Records for this task
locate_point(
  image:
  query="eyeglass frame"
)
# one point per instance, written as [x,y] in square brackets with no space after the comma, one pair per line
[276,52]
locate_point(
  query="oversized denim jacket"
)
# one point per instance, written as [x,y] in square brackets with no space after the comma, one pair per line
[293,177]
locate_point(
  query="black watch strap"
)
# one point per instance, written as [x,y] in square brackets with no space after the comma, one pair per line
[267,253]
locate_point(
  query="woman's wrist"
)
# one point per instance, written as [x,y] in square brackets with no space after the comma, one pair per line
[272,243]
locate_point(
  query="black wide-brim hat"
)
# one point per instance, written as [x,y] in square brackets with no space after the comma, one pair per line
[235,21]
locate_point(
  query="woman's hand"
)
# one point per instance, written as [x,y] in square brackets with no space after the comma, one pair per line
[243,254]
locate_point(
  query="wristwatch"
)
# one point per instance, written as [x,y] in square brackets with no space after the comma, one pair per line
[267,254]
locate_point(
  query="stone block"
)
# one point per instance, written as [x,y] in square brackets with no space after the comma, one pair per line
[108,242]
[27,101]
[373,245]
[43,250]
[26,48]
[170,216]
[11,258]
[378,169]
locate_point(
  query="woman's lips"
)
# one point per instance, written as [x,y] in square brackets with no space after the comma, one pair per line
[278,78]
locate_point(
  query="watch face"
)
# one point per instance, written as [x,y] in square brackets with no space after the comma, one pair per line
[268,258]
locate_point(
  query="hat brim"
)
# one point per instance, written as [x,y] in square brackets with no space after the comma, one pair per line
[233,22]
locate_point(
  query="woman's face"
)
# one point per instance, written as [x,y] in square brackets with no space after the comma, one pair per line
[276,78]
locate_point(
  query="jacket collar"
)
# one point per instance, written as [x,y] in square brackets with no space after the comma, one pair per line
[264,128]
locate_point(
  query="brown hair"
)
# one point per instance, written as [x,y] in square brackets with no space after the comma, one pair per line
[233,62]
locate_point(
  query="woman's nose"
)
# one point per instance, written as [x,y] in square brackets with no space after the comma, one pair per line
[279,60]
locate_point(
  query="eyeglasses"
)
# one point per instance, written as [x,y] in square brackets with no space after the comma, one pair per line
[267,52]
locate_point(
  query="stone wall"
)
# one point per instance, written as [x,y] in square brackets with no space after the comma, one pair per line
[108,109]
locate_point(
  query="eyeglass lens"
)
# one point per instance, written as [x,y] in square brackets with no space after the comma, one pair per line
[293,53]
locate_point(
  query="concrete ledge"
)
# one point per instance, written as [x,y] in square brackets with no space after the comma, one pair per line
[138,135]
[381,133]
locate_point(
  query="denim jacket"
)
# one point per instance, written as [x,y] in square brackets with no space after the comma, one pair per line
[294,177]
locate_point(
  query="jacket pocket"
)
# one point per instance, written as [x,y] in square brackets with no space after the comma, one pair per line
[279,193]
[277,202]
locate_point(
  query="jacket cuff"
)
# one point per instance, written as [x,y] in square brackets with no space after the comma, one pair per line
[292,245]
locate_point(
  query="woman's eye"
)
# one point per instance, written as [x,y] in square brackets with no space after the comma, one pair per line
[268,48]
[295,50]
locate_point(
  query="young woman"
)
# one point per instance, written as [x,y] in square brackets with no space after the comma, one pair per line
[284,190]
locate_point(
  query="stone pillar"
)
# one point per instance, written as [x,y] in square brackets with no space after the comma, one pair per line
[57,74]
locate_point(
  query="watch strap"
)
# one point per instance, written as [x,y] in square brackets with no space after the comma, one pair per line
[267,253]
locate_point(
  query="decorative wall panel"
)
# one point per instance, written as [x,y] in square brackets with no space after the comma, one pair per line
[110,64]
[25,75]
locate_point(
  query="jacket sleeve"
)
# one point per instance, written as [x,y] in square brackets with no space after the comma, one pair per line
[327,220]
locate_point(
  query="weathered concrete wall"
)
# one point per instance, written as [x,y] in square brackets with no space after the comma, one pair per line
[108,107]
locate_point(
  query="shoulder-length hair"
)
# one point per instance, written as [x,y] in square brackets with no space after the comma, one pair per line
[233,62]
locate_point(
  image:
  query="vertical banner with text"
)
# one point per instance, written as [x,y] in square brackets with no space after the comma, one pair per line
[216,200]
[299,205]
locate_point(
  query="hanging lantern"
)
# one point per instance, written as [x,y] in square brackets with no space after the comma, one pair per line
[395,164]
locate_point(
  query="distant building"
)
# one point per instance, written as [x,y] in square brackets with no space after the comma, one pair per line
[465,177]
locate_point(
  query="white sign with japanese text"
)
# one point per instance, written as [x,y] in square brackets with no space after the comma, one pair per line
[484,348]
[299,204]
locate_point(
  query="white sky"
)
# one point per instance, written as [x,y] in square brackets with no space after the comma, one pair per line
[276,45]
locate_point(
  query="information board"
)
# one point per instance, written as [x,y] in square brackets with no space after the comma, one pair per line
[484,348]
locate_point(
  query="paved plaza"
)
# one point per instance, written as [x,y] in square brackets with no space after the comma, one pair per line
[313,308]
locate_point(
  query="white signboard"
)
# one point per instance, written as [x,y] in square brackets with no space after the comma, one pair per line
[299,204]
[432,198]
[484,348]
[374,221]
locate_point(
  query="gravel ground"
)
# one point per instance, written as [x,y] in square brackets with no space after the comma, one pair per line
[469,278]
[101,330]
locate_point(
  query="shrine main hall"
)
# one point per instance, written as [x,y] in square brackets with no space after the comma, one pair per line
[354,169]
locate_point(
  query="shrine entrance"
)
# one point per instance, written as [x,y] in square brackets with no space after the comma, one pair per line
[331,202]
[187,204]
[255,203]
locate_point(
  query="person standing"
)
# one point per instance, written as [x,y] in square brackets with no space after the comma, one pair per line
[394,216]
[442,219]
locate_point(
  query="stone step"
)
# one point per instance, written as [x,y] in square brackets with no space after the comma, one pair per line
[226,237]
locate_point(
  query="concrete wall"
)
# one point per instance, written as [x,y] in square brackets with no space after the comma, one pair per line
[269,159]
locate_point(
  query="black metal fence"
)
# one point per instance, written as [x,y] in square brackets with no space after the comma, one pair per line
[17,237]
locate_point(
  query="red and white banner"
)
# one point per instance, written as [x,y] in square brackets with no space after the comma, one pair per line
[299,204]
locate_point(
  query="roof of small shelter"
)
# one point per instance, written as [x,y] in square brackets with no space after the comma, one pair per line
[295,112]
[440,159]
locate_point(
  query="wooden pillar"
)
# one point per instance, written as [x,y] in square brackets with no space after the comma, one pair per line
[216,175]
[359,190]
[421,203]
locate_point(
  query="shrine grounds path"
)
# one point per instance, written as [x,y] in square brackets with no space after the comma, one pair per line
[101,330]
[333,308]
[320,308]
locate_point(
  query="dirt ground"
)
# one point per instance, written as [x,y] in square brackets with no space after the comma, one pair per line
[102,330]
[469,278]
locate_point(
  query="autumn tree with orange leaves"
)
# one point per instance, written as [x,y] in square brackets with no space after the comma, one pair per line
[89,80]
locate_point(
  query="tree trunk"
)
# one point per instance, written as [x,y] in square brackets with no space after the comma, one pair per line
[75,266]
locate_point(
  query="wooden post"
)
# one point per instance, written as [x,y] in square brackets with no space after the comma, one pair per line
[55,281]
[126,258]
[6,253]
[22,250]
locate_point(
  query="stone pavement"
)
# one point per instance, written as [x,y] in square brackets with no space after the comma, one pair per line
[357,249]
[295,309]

Written problem
Tally the lines in the material above that contain the string "hair", and reply with only that number.

Answer to this exercise
2